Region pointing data
———

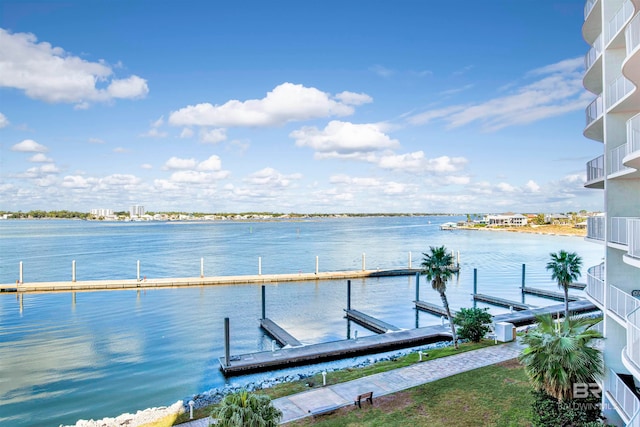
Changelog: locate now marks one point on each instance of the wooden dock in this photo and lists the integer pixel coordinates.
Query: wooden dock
(323, 352)
(283, 337)
(435, 309)
(151, 283)
(501, 302)
(369, 322)
(558, 296)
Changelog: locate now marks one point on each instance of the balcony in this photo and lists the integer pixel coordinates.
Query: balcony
(631, 352)
(595, 173)
(620, 88)
(623, 397)
(616, 162)
(595, 284)
(632, 159)
(617, 22)
(595, 228)
(621, 303)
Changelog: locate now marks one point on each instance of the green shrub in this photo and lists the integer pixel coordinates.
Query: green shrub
(473, 323)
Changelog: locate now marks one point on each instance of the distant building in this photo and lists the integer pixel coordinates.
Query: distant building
(136, 211)
(102, 212)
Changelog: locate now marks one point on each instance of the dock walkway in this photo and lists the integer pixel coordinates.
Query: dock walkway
(147, 283)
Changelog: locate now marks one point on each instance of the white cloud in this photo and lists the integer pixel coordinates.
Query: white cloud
(40, 158)
(50, 74)
(285, 103)
(29, 146)
(343, 139)
(212, 136)
(213, 163)
(557, 90)
(178, 163)
(416, 162)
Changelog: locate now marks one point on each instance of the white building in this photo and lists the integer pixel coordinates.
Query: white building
(136, 211)
(612, 28)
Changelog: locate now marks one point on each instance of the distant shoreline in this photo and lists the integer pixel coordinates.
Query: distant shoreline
(550, 230)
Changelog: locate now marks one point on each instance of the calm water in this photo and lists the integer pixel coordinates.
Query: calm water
(65, 357)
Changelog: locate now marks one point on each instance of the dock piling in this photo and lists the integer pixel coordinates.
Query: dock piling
(227, 351)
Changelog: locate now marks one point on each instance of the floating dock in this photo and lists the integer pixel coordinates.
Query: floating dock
(371, 323)
(428, 307)
(277, 333)
(501, 302)
(150, 283)
(323, 352)
(558, 296)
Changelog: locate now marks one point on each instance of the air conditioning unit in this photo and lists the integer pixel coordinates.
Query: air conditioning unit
(505, 331)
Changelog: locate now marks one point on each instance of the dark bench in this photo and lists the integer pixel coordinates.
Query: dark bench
(323, 410)
(364, 396)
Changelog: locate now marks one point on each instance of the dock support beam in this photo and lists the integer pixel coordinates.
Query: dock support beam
(227, 352)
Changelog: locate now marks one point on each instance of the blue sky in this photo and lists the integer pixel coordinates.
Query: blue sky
(294, 106)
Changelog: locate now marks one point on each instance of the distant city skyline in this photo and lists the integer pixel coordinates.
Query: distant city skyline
(323, 107)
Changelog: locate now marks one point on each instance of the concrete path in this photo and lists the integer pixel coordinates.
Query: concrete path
(303, 404)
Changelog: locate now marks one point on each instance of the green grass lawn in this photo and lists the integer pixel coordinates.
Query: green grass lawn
(497, 395)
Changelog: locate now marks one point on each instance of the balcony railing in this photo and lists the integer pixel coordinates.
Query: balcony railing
(621, 303)
(595, 227)
(595, 283)
(620, 88)
(595, 169)
(622, 395)
(594, 110)
(633, 237)
(633, 133)
(618, 233)
(588, 7)
(632, 35)
(618, 21)
(594, 53)
(615, 156)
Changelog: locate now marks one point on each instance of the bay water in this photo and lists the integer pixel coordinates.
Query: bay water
(88, 355)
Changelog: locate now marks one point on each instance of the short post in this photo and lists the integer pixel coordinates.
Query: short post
(475, 281)
(227, 355)
(191, 403)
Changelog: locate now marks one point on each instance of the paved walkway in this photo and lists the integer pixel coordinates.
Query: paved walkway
(303, 404)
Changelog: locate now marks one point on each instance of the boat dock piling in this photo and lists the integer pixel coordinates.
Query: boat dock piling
(374, 325)
(274, 330)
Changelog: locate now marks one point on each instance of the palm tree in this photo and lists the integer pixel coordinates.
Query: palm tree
(246, 409)
(565, 269)
(437, 267)
(559, 355)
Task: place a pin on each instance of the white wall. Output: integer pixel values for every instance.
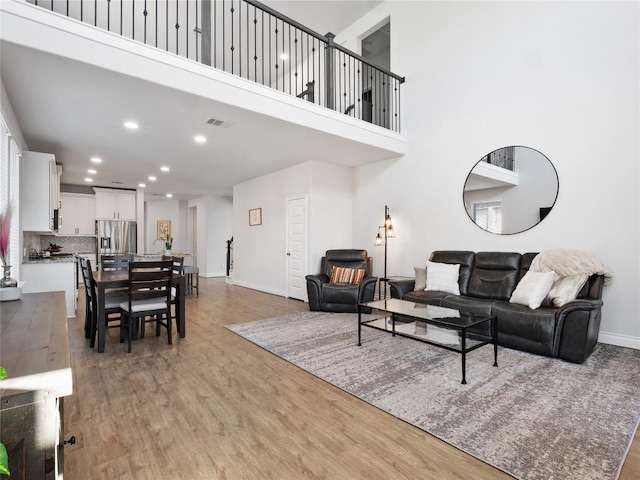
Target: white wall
(164, 210)
(560, 77)
(260, 251)
(9, 117)
(330, 212)
(214, 228)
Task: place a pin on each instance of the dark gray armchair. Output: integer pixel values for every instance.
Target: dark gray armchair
(341, 297)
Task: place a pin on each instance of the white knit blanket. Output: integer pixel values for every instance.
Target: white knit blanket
(571, 262)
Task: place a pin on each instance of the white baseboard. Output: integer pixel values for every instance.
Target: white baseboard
(619, 340)
(213, 274)
(260, 288)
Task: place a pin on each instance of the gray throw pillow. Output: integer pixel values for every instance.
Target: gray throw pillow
(421, 279)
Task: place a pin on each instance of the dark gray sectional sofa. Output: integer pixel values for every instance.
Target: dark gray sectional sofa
(487, 280)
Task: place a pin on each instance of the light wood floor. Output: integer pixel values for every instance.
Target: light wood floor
(215, 406)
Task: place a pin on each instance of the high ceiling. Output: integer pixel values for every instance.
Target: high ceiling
(75, 110)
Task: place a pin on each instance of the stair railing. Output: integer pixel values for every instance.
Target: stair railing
(253, 41)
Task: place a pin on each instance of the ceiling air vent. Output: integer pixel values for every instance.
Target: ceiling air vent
(216, 122)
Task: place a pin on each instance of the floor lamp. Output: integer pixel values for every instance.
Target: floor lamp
(382, 241)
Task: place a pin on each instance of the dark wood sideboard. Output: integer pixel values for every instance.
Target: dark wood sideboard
(34, 348)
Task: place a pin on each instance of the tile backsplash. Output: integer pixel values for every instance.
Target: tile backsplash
(35, 242)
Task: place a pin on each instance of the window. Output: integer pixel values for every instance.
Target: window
(10, 192)
(488, 215)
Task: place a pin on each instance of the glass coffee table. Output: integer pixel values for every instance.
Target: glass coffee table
(446, 328)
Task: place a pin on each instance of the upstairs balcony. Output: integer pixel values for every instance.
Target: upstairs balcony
(248, 39)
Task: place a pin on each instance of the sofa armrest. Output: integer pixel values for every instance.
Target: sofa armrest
(368, 289)
(577, 328)
(400, 287)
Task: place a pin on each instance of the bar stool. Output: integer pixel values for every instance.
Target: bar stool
(190, 271)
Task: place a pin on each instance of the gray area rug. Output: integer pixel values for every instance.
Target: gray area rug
(532, 417)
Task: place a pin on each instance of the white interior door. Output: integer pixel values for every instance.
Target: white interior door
(192, 235)
(296, 248)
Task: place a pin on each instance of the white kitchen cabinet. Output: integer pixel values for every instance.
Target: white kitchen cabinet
(115, 204)
(52, 277)
(39, 195)
(77, 214)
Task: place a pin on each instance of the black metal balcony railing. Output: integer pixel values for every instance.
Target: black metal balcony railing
(503, 157)
(255, 42)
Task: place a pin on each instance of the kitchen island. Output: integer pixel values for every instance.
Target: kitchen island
(34, 348)
(52, 274)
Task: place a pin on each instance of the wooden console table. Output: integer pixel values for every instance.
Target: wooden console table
(34, 348)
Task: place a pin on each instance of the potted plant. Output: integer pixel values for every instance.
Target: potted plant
(168, 243)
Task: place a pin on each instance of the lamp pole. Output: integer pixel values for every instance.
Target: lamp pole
(388, 233)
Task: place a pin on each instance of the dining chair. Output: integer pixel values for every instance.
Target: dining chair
(149, 295)
(112, 302)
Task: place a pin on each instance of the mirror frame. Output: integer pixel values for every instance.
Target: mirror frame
(505, 177)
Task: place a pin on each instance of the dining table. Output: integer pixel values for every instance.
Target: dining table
(107, 279)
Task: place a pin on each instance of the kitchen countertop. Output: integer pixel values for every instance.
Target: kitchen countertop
(36, 363)
(52, 259)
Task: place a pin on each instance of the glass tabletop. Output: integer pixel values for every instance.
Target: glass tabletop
(432, 313)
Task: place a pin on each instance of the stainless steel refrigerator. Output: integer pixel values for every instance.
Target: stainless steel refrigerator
(116, 236)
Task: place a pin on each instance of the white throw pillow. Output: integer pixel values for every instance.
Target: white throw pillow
(421, 279)
(533, 288)
(566, 289)
(443, 277)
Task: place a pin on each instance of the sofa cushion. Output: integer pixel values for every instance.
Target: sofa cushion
(533, 288)
(345, 258)
(494, 275)
(422, 296)
(421, 278)
(469, 304)
(565, 290)
(347, 275)
(340, 293)
(525, 329)
(460, 257)
(443, 277)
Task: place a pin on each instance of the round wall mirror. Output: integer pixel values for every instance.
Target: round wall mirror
(510, 190)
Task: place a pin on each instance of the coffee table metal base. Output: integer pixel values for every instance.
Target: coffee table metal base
(462, 324)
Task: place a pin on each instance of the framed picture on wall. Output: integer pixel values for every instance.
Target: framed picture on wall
(255, 217)
(164, 228)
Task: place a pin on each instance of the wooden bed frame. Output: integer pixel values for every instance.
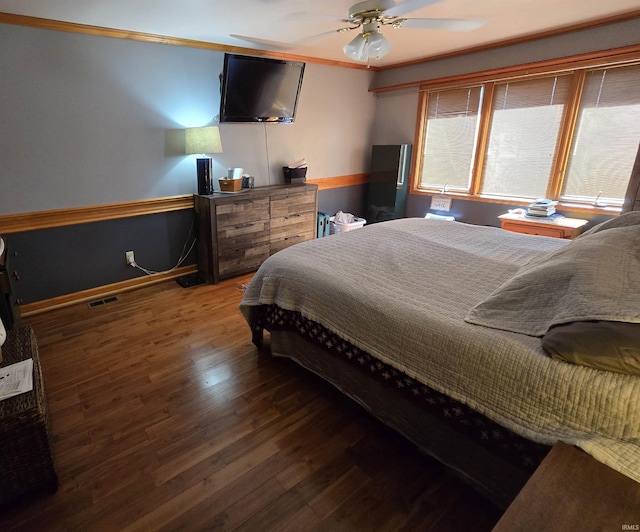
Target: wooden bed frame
(485, 467)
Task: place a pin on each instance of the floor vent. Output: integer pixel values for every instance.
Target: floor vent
(103, 301)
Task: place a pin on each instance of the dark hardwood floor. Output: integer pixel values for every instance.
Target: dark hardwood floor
(166, 417)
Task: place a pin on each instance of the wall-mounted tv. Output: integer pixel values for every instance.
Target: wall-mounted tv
(259, 89)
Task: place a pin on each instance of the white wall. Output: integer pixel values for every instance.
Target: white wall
(91, 120)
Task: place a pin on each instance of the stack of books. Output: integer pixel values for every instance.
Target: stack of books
(542, 208)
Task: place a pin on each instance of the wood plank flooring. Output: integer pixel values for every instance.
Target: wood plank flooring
(166, 417)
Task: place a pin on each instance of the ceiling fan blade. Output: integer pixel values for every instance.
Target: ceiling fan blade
(283, 46)
(450, 24)
(271, 45)
(305, 16)
(317, 37)
(408, 6)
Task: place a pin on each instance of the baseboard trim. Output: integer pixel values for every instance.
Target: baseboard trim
(29, 309)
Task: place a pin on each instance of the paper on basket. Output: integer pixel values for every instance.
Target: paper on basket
(16, 379)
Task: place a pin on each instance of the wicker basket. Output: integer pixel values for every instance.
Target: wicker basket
(26, 461)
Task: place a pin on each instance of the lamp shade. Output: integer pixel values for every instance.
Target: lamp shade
(202, 140)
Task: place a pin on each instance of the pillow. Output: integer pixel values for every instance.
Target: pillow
(593, 278)
(624, 220)
(608, 345)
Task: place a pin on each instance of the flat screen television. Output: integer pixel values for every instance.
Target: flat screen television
(259, 89)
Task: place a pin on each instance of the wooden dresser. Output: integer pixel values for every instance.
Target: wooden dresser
(238, 232)
(572, 491)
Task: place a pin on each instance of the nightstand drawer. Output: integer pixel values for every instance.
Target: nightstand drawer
(556, 227)
(557, 232)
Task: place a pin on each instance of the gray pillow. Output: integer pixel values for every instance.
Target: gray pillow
(607, 345)
(624, 220)
(594, 278)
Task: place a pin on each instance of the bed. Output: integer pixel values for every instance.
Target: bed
(463, 338)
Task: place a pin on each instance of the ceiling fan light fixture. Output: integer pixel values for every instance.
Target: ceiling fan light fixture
(369, 44)
(378, 46)
(357, 48)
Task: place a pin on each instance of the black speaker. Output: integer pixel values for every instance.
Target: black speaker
(205, 179)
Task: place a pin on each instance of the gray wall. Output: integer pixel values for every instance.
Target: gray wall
(91, 120)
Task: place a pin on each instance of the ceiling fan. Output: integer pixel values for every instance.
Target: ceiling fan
(370, 16)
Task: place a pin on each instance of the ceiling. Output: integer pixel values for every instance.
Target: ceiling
(283, 22)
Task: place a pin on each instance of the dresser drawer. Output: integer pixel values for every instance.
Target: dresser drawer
(241, 211)
(243, 234)
(236, 261)
(290, 239)
(293, 202)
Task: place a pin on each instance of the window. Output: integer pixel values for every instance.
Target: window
(606, 136)
(452, 123)
(571, 136)
(525, 125)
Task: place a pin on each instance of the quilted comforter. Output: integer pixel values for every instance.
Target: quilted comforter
(400, 291)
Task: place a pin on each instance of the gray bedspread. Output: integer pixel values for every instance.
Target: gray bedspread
(400, 290)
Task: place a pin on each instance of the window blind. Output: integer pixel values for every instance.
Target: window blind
(452, 122)
(606, 138)
(525, 125)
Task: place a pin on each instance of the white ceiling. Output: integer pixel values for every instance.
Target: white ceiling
(287, 21)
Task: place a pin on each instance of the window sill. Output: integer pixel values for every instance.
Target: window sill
(562, 206)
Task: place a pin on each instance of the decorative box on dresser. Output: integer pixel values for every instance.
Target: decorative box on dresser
(238, 232)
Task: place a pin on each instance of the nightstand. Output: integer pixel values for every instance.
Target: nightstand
(555, 227)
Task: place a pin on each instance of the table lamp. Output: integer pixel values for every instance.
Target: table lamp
(203, 140)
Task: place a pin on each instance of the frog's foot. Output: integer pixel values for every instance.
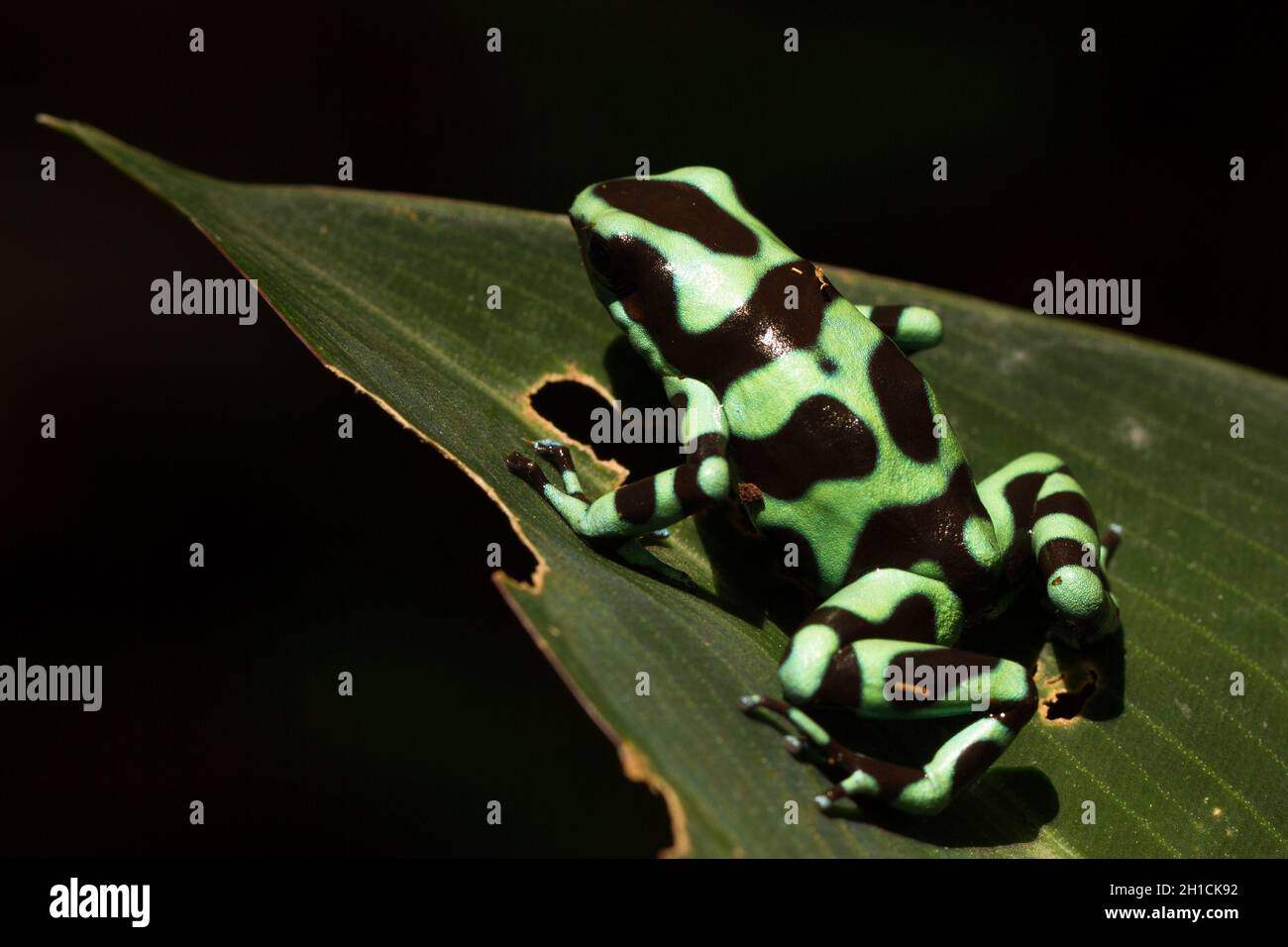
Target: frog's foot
(1042, 515)
(587, 518)
(911, 328)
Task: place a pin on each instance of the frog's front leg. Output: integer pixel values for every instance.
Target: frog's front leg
(911, 328)
(653, 502)
(1041, 514)
(872, 648)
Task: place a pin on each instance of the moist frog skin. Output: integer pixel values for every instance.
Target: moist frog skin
(805, 407)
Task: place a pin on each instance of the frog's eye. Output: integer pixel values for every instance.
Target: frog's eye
(597, 256)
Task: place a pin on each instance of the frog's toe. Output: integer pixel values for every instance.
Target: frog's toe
(527, 468)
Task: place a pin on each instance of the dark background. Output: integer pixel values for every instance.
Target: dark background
(326, 554)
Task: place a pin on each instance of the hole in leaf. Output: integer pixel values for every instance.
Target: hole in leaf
(571, 407)
(1069, 703)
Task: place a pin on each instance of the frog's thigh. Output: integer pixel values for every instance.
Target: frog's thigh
(819, 665)
(911, 328)
(653, 502)
(1041, 514)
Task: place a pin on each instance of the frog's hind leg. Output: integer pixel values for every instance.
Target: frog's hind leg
(876, 647)
(917, 789)
(911, 328)
(1041, 514)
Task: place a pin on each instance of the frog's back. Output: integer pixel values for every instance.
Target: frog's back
(838, 436)
(832, 429)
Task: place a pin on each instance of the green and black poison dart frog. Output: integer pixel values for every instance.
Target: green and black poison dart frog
(806, 410)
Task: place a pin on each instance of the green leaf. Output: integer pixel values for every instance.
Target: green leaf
(387, 290)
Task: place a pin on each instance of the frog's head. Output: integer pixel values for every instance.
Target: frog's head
(655, 245)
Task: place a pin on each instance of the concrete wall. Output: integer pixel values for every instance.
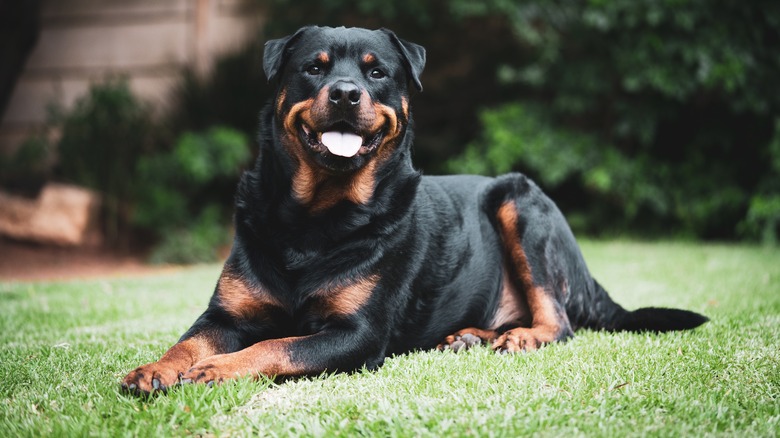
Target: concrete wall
(149, 41)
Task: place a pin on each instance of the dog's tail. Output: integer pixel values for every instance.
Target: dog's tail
(608, 315)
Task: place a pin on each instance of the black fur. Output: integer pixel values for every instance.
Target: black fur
(432, 247)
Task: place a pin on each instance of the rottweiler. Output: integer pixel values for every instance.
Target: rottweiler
(344, 254)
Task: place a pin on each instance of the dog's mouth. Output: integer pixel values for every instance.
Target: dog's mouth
(341, 140)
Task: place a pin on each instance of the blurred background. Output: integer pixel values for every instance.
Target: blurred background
(126, 123)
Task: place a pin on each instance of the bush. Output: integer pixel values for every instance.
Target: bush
(102, 139)
(179, 195)
(676, 97)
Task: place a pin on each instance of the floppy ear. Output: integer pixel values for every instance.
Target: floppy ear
(413, 55)
(275, 53)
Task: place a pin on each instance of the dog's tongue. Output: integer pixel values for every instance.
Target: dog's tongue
(343, 144)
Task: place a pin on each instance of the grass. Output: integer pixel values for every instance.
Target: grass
(65, 346)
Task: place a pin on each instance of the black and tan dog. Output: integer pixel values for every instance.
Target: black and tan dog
(344, 254)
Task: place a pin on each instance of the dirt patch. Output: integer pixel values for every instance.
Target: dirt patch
(30, 262)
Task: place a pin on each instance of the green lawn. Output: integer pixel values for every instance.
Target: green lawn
(66, 345)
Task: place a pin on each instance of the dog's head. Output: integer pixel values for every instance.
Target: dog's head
(343, 100)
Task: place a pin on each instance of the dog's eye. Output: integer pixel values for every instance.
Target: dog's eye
(377, 73)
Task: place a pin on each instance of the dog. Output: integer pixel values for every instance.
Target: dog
(344, 254)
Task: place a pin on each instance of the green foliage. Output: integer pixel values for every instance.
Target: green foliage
(197, 243)
(178, 194)
(519, 137)
(678, 98)
(102, 138)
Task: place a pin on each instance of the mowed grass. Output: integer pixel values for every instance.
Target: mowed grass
(66, 345)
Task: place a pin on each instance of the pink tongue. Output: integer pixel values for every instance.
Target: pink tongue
(343, 144)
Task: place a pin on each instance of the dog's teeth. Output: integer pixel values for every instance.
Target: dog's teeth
(343, 144)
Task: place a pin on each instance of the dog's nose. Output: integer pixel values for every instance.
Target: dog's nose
(344, 94)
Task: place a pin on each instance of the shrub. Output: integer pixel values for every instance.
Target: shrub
(179, 196)
(102, 139)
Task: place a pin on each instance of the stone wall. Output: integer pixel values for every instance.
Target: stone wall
(149, 41)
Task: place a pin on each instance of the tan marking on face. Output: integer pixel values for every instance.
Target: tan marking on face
(512, 309)
(347, 300)
(314, 187)
(241, 299)
(323, 57)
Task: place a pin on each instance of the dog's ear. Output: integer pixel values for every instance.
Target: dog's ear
(413, 55)
(277, 51)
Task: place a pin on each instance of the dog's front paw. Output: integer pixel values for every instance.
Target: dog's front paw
(521, 339)
(150, 378)
(215, 369)
(466, 338)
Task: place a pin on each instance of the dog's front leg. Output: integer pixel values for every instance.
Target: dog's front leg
(329, 350)
(350, 337)
(237, 302)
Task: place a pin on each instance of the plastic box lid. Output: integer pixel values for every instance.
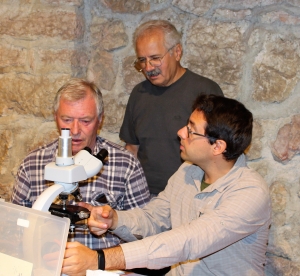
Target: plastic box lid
(26, 235)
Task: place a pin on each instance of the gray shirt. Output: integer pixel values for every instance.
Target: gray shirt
(222, 230)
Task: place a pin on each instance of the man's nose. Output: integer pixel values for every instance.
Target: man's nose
(75, 127)
(148, 66)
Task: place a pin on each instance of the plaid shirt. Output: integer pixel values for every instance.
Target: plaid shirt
(121, 181)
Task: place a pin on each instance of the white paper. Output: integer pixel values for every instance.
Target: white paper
(13, 266)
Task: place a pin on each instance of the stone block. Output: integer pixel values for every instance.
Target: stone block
(287, 143)
(29, 95)
(275, 69)
(101, 70)
(32, 24)
(216, 51)
(280, 16)
(127, 6)
(256, 145)
(108, 35)
(60, 61)
(198, 7)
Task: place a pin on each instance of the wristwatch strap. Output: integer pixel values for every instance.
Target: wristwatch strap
(101, 259)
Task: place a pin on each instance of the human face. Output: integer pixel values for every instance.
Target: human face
(195, 148)
(152, 45)
(82, 120)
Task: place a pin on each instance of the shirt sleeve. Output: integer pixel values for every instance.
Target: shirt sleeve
(241, 213)
(21, 189)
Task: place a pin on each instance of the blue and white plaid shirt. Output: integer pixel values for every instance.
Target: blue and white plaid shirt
(121, 182)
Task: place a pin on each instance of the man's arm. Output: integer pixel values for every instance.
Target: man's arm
(132, 148)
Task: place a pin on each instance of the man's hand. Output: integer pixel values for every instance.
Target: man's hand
(101, 218)
(79, 258)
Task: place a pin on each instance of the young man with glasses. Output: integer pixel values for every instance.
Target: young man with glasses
(214, 215)
(161, 104)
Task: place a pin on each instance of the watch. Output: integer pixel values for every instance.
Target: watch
(101, 259)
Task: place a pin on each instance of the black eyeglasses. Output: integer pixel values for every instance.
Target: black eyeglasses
(198, 134)
(140, 63)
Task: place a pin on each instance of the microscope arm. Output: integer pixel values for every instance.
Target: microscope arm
(45, 200)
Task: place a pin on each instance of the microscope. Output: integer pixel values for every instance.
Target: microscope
(30, 234)
(66, 172)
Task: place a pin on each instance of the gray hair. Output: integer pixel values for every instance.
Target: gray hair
(75, 90)
(171, 35)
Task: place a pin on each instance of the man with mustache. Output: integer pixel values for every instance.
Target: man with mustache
(121, 183)
(161, 104)
(212, 218)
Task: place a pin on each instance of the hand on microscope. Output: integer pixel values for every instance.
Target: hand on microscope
(101, 218)
(78, 259)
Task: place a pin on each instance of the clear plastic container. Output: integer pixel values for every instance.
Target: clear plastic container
(27, 238)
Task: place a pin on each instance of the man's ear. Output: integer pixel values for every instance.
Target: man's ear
(178, 52)
(100, 119)
(219, 147)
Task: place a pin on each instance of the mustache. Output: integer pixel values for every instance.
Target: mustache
(154, 72)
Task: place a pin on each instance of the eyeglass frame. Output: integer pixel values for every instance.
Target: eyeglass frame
(149, 61)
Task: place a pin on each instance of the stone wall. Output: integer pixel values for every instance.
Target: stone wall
(250, 47)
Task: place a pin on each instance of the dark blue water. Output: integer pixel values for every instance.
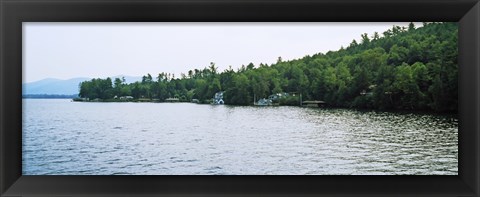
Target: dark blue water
(61, 137)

———

EXERCISE DETAILS :: Set down, exactly as they appear above, all lines from the one that has "Task: place a pin on each instance of the stainless" down to the one that has "Task: place a pin on each instance of the sofa cushion.", including those two and no others.

YOUR RESPONSE ::
Task: place a pin on each instance of the stainless steel refrigerator. Output: integer pixel values for every instance.
Target: stainless steel refrigerator
(116, 236)
Task: place a pin on each instance of the white throw pillow. Output: integer pixel values for every instance.
Target: white throw pillow
(421, 279)
(533, 288)
(566, 289)
(443, 277)
Task: place a pin on each instance of the sofa cushion. Output: integer pixel values for every instance.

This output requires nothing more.